「ヌサンタラのコーヒー(26)」(2023年11月27日)

中部ジャワ州プカロガンPekalongan県南部の山中にソコクンバンSokokembang村ソコクン
バン部落がある。ソコクンバン村はヒンドゥの聖地ディエン高原の北側に位置している。
30戸の家庭で構成されているソコクンバン部落は緑濃い山中の森林が周囲を取り巻いて
いて、森林の中にロブスタコーヒーの木がたくさん散在している。部落民は朝早くから森
に入って熟したコーヒーの実を摘んでくる。

その朝も、住民のひとりタスリさん48歳は朝のコーヒーを飲み終えてからブーツを履き、
鉈を一本腰に差し、南京袋を手にして家を出た。うっすらと霧のたなびく山中に鶏の鳴き
声に混じってオワ猿の遠吠えが流れる。
***
*作業内容*: 上のソコクンバン部落のコーヒーについての文章を、最後の文のあとから書き継いでください。

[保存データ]
***
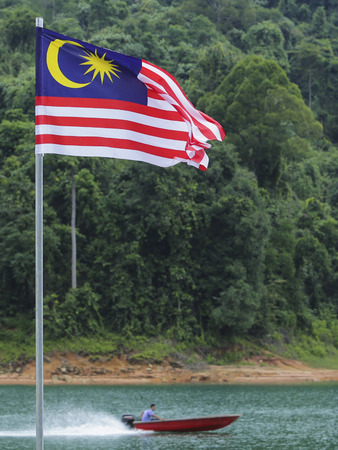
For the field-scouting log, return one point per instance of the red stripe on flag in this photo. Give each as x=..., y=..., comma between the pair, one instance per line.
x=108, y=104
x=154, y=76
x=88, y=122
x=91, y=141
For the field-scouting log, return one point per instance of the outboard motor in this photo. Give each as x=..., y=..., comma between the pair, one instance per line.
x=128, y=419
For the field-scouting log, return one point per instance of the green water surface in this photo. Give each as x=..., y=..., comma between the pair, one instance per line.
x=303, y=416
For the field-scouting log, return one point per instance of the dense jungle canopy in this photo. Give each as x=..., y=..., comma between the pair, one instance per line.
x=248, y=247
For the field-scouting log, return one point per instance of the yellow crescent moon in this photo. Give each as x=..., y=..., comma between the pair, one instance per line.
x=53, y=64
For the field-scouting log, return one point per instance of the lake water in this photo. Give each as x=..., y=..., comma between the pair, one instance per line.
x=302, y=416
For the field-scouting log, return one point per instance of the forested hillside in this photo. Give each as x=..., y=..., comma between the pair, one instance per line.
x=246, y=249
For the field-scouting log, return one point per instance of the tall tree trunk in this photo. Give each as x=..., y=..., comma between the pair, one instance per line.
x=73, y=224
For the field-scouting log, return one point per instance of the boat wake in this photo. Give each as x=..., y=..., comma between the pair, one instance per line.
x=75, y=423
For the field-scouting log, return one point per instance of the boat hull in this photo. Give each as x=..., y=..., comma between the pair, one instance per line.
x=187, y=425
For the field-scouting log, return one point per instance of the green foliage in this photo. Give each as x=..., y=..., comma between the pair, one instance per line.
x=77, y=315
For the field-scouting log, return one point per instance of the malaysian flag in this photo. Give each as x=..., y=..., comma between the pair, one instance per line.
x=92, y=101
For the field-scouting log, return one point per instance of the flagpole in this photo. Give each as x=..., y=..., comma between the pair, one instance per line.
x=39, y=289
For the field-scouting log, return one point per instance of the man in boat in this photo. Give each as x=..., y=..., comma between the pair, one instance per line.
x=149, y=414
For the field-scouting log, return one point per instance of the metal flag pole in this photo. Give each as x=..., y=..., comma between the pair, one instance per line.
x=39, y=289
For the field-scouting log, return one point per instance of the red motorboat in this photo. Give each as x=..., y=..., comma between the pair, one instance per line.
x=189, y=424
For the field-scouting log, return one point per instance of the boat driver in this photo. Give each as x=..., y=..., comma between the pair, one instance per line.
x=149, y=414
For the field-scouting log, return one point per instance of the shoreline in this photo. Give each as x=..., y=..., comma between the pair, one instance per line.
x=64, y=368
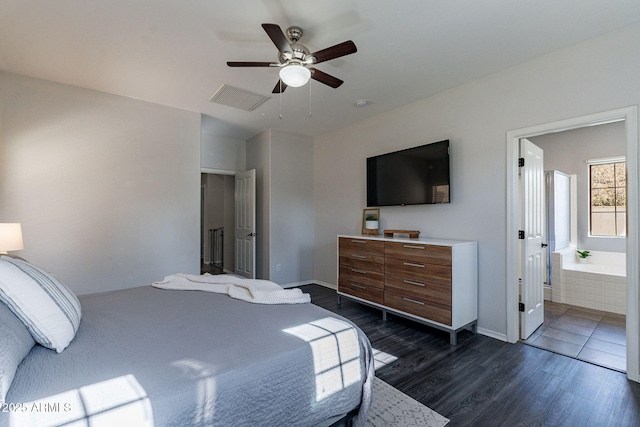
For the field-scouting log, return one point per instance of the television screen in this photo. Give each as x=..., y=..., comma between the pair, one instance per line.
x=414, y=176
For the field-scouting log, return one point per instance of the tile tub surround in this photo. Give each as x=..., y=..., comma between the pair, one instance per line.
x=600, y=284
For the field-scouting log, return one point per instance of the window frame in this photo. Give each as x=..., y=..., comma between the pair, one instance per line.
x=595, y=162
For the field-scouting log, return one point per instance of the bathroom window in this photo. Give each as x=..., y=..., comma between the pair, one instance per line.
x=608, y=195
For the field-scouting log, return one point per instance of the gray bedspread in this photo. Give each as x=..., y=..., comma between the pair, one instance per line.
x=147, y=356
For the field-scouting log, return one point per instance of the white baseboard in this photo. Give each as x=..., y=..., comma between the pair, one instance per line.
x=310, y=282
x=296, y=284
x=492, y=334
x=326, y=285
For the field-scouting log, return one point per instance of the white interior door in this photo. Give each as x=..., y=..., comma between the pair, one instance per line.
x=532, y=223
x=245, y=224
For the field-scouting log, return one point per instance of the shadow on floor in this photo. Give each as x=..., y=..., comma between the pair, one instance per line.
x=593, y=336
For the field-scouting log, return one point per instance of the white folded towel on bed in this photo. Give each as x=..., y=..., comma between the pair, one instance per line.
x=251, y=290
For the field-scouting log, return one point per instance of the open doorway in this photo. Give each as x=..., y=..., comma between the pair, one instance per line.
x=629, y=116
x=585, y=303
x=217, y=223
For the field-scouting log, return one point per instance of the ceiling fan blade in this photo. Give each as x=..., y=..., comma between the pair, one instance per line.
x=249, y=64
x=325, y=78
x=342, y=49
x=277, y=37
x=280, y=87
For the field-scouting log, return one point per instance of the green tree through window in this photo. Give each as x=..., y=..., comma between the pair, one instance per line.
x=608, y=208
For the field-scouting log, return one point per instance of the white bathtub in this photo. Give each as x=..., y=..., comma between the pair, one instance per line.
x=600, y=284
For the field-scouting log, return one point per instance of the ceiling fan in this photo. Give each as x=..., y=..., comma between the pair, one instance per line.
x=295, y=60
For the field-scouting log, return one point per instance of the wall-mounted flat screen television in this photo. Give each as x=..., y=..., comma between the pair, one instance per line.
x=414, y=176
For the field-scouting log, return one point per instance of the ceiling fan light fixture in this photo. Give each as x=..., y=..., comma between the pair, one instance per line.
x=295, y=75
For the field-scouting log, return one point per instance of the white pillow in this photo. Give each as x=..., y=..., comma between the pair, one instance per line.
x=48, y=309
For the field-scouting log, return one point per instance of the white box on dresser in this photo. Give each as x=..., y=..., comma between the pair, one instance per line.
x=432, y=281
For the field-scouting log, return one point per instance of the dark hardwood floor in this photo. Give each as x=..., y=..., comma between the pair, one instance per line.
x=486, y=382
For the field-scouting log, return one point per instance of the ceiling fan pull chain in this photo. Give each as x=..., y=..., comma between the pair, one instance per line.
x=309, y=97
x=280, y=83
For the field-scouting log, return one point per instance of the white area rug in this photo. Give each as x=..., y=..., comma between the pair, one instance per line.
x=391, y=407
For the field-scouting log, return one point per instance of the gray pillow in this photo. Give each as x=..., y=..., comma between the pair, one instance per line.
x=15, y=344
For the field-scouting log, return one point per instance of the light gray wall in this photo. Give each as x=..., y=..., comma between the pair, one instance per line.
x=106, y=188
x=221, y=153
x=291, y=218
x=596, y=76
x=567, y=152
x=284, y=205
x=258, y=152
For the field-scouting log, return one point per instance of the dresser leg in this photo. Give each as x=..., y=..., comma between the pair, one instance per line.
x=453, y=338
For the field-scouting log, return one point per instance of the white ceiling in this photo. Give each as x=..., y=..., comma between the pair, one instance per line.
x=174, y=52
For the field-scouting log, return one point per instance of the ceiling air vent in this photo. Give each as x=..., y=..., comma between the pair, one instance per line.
***
*作業結果*:
赤い実をつけたコーヒー木に近付き、作業の邪魔になる雑草を鉈で払うと、タスリは赤い
実をつまみ取って南京袋に入れる。そこでの仕事が終わると、離れた場所にある次の木に
向かう。コーヒー木は自然の中で自然のままに生えている。村民が植えたものもあれば、
だれがいつ植えたのか、あるいはどうやってそこに生えたのかすら分からないものもある。

たとえ村民が苗を植えたものであっても、人間はその成育を大自然に任せている。肥料を
与えたり手を加えるようなことはしない。そんな自然のままに成長した木に生っている実
がかれらの生活の一部を支えているのである。


昔タスリは珍しい鳥を捕獲して収入を得ていた。チュチャッヒジャウ1羽でその当時の百
万ルピアが手に入った。オワ猿を捕まえても大金が入って来る。しかし自然保護思想が喧
伝されるようになって、非合法の野生動物捕獲を行なう部落民がいなくなった。部落民た
ちは自然保護がどういうものであるのかをボランティアの学生や自然保護団体の活動家た
ちから教わり、自分たちを生かしてくれている生活環境を損なうことの愚かさを理解した。

ひとびとは自然と共存する道を歩み出したのだ。そんなかれらにとって野生コーヒーの豆
は重要な換金作物になっている。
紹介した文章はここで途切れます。